◆ TASK GOAL ◆
Filter this data down to the lines that hold "tower", and copy them.

◆ RECORD SET ◆
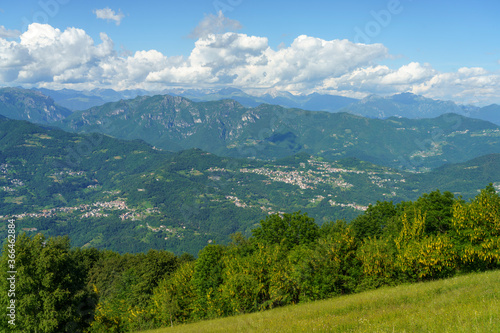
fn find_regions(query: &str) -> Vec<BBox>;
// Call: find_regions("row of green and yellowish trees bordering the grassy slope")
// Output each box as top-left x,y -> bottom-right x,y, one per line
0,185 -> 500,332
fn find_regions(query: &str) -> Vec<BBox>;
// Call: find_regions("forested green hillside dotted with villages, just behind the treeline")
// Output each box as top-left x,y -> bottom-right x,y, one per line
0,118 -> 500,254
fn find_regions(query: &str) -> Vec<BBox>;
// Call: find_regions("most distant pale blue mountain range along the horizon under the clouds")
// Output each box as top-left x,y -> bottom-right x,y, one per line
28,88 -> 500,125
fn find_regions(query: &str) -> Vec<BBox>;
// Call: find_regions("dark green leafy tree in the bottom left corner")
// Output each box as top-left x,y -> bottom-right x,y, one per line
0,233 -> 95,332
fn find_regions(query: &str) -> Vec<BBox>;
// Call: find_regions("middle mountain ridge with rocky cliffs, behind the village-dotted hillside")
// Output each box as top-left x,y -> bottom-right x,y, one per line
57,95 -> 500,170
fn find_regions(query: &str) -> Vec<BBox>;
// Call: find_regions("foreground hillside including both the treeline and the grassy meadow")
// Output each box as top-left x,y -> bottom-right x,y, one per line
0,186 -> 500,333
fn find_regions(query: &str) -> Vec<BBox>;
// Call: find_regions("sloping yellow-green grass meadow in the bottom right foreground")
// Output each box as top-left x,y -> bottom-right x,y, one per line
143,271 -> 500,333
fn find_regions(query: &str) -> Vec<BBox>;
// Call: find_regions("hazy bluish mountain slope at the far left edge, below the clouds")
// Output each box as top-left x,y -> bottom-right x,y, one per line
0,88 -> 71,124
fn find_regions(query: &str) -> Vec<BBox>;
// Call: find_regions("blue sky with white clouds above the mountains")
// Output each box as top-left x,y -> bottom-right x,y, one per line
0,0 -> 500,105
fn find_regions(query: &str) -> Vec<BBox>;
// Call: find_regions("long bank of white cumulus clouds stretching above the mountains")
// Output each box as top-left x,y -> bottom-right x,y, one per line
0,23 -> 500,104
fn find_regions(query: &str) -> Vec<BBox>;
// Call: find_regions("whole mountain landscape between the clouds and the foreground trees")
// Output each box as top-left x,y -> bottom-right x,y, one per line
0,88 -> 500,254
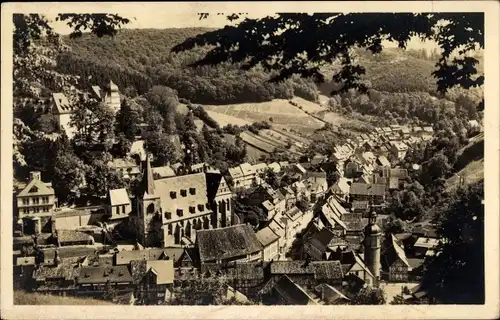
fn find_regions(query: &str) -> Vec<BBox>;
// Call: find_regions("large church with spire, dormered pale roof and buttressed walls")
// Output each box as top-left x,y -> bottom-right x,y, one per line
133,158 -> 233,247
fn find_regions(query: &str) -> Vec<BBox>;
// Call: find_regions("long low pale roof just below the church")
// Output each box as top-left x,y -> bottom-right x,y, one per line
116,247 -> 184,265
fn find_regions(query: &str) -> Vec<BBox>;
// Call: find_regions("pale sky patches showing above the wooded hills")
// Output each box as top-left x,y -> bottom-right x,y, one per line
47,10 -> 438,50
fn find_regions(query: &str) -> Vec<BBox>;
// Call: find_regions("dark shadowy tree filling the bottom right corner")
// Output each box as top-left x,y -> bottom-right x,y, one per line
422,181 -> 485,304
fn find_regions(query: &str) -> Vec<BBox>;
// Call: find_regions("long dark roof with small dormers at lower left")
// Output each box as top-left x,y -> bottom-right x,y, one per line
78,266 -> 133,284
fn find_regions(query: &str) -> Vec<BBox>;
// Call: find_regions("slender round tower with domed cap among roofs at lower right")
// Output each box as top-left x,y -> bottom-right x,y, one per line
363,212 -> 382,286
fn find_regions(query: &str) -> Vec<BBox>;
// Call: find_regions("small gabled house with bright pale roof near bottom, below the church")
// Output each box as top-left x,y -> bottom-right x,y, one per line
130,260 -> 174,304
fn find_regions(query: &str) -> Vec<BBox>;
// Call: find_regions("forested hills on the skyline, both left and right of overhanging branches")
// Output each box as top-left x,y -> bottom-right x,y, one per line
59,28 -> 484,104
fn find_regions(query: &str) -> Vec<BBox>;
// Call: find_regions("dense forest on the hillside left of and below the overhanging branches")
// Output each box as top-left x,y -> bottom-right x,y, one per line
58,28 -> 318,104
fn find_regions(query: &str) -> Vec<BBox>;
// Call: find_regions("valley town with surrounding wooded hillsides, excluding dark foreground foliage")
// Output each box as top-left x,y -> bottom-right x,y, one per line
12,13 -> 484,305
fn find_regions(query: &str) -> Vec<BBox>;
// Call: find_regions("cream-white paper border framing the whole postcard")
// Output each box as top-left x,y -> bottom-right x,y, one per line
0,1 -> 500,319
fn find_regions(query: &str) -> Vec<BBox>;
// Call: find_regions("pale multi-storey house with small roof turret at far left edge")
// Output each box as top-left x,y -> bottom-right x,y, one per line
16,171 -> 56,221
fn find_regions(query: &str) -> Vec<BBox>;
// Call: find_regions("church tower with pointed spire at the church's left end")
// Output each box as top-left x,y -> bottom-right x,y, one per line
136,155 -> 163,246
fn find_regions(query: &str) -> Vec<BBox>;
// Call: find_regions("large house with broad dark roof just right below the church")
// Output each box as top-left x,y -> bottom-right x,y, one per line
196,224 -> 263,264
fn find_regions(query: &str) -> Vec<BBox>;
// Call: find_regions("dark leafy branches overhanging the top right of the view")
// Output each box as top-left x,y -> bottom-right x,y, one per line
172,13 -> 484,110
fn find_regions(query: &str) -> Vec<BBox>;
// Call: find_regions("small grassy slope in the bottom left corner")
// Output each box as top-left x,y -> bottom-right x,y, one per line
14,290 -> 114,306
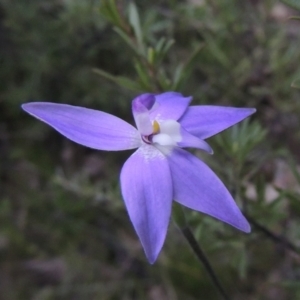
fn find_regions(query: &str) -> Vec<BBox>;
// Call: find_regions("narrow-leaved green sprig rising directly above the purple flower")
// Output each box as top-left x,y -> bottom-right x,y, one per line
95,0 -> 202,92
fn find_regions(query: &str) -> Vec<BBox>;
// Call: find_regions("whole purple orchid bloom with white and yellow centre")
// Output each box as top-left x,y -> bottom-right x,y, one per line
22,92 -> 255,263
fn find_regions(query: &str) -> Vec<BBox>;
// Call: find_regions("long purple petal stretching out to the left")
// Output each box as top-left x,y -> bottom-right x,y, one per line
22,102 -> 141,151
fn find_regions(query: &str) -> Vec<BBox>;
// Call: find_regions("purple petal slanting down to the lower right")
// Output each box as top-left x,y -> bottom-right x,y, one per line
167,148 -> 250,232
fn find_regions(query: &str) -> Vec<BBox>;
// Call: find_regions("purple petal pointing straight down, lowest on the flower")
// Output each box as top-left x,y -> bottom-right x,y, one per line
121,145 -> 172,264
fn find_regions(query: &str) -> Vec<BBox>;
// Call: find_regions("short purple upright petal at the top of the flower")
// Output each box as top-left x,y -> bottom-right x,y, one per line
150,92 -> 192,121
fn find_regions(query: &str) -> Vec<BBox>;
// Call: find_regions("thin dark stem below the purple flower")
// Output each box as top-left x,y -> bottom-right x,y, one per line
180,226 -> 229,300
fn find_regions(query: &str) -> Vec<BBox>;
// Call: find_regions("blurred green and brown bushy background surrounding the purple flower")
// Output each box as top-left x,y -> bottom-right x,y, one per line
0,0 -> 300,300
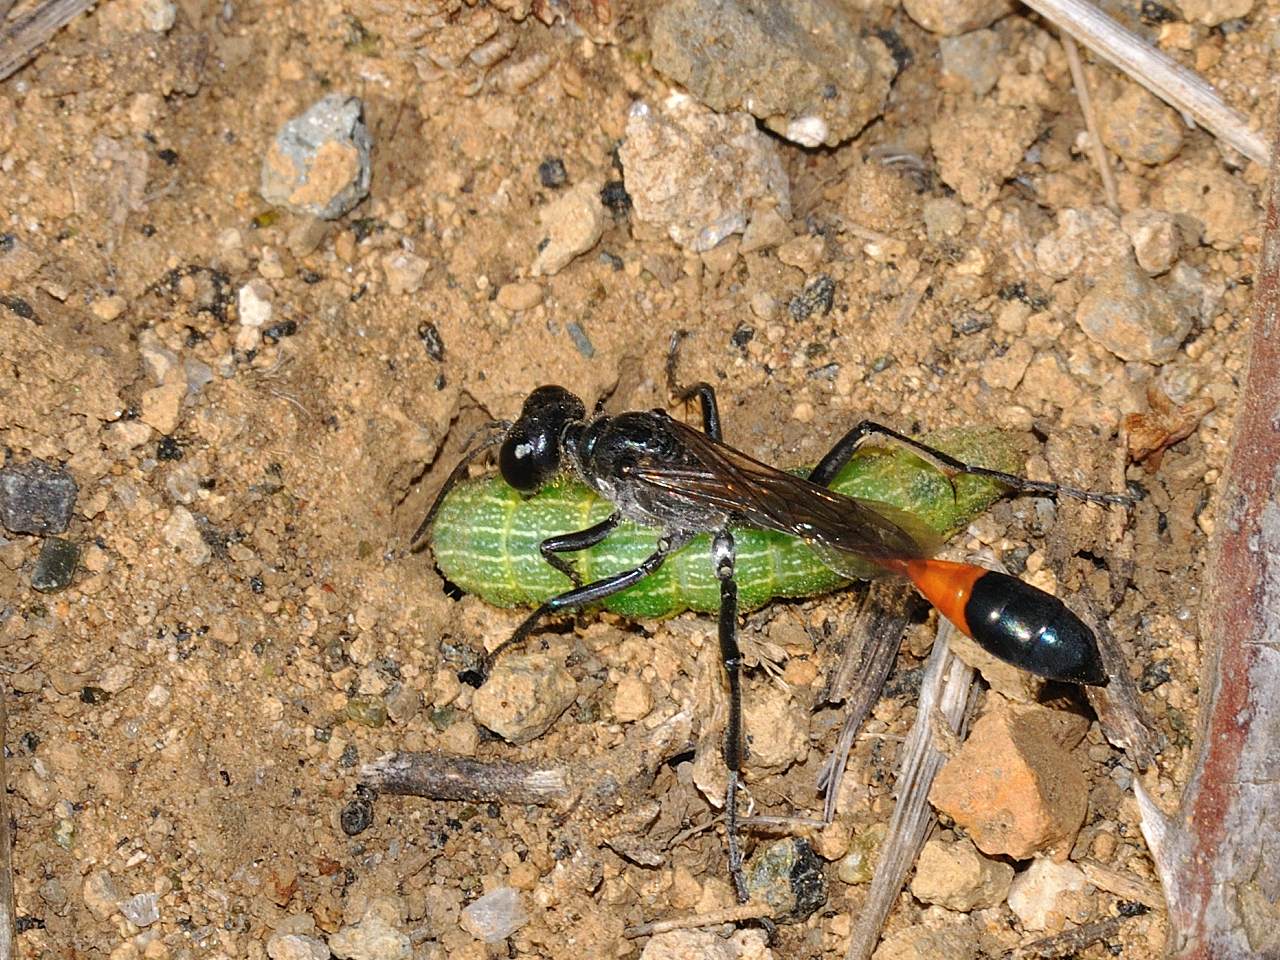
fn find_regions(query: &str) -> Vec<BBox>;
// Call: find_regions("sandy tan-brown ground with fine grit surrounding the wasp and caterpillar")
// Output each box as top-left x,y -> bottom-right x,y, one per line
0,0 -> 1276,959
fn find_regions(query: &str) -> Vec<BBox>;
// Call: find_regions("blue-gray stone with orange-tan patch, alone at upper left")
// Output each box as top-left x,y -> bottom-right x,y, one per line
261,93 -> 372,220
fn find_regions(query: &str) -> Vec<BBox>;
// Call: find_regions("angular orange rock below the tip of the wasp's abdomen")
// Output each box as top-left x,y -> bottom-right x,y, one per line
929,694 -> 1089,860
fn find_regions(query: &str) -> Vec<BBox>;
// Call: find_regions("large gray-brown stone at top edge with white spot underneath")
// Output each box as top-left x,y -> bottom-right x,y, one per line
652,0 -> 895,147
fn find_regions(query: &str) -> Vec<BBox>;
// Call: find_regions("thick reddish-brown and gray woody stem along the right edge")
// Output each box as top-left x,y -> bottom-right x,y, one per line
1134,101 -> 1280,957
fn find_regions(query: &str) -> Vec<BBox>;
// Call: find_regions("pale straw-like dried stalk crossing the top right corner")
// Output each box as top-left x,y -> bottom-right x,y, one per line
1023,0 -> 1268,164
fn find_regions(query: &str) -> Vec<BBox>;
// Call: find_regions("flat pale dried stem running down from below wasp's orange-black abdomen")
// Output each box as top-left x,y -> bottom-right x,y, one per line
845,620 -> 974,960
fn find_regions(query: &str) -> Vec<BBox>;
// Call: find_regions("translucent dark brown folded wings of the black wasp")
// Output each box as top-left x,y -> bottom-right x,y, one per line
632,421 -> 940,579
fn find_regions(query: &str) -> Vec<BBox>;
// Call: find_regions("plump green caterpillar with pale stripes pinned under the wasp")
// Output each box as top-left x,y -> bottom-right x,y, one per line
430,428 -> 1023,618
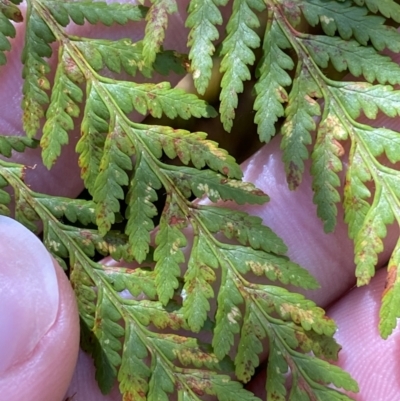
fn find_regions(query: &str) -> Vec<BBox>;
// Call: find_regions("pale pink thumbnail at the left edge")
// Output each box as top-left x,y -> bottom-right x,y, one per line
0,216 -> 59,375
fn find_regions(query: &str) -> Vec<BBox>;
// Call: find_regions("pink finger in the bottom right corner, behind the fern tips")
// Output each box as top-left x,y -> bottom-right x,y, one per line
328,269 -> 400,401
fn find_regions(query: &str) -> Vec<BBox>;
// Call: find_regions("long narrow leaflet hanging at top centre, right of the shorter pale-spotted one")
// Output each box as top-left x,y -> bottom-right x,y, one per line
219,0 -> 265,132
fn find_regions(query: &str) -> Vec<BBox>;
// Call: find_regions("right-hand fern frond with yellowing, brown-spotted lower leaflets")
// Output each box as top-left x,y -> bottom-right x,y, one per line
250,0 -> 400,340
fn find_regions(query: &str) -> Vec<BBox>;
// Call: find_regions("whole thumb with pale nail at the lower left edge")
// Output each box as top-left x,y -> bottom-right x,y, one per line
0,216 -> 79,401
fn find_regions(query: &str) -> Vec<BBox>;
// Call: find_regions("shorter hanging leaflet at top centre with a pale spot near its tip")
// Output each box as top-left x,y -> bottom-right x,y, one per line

◆ OUTPUT BELOW ◆
// Call: find_regions("slender round tower with domed cap among roofs at lower right")
// Call: find_regions("church tower with pointed spire at the church's left end")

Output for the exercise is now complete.